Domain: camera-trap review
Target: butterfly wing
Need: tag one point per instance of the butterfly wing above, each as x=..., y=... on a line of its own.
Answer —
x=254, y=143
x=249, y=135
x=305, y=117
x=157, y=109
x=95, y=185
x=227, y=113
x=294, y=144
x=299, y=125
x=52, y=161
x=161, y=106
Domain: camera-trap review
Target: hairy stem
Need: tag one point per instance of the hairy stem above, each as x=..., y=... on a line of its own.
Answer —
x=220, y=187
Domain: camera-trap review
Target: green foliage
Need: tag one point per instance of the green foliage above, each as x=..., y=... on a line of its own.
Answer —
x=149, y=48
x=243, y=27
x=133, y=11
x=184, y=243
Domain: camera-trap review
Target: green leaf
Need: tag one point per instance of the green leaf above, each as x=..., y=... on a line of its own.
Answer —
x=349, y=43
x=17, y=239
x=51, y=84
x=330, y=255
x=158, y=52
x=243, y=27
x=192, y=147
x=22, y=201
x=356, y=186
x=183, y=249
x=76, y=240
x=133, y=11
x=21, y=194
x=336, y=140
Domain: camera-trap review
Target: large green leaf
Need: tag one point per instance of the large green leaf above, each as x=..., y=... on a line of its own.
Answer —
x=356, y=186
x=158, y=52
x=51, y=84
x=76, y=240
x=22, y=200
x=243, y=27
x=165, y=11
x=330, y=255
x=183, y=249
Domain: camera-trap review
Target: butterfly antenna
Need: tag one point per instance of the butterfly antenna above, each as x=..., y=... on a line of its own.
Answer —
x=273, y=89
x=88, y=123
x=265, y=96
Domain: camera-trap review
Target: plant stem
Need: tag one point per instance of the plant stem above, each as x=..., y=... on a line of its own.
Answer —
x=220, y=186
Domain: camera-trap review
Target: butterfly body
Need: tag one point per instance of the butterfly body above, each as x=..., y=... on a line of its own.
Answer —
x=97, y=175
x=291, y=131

(GOAL OF THE EXERCISE): Update the whole listing by changing every "camera-trap review" to "wildlife survey", and leave everything else as it is.

(TASK ANSWER):
Domain: wildlife survey
Target: butterfly wing
Need: tag one point per instance of the butterfly wing above, each as x=..., y=... on a line of its own.
Answer —
x=254, y=143
x=249, y=135
x=305, y=117
x=157, y=109
x=95, y=185
x=227, y=113
x=294, y=144
x=299, y=125
x=52, y=161
x=161, y=106
Domain: wildlife survey
Target: hairy stem
Need: tag one point per instance of the hairy stem above, each as x=..., y=... on a line of its own.
Answer —
x=220, y=187
Domain: wildlife survey
Target: green foliage
Need: tag one point per instance of the green foliage above, each as x=..., y=... on a line of its own.
Answer —
x=149, y=48
x=243, y=27
x=133, y=11
x=184, y=243
Domain: wildlife survey
Target: green leaf
Need: tag one point per instance of the green leaf above, each as x=..., y=... on a line of its own.
Answer —
x=349, y=43
x=17, y=239
x=51, y=84
x=330, y=255
x=158, y=52
x=243, y=27
x=192, y=147
x=22, y=201
x=356, y=186
x=183, y=249
x=76, y=240
x=133, y=11
x=21, y=194
x=336, y=140
Domain: wildlife survey
Target: large green leaf
Need: tag one point per instance of the large green leaf above, each as x=..., y=... on a line of its own.
Answer —
x=356, y=186
x=158, y=52
x=51, y=84
x=76, y=240
x=22, y=200
x=243, y=27
x=165, y=11
x=330, y=255
x=183, y=249
Domain: wildlife survey
Target: butterfly antenna
Need: tag one point per instance of the butterfly antenna above, each as x=..., y=... on a line of its own.
Answer —
x=273, y=89
x=88, y=123
x=265, y=96
Domain: wildlife survey
Target: plant stem
Need: tag one point per instance of the plant stem above, each as x=..., y=... on a line of its own.
Answer —
x=220, y=186
Domain: wildlife survey
Target: butterfly body
Need: tag one point per instance of the butterfly body above, each as x=..., y=... on a line of its own.
Answer —
x=97, y=175
x=291, y=131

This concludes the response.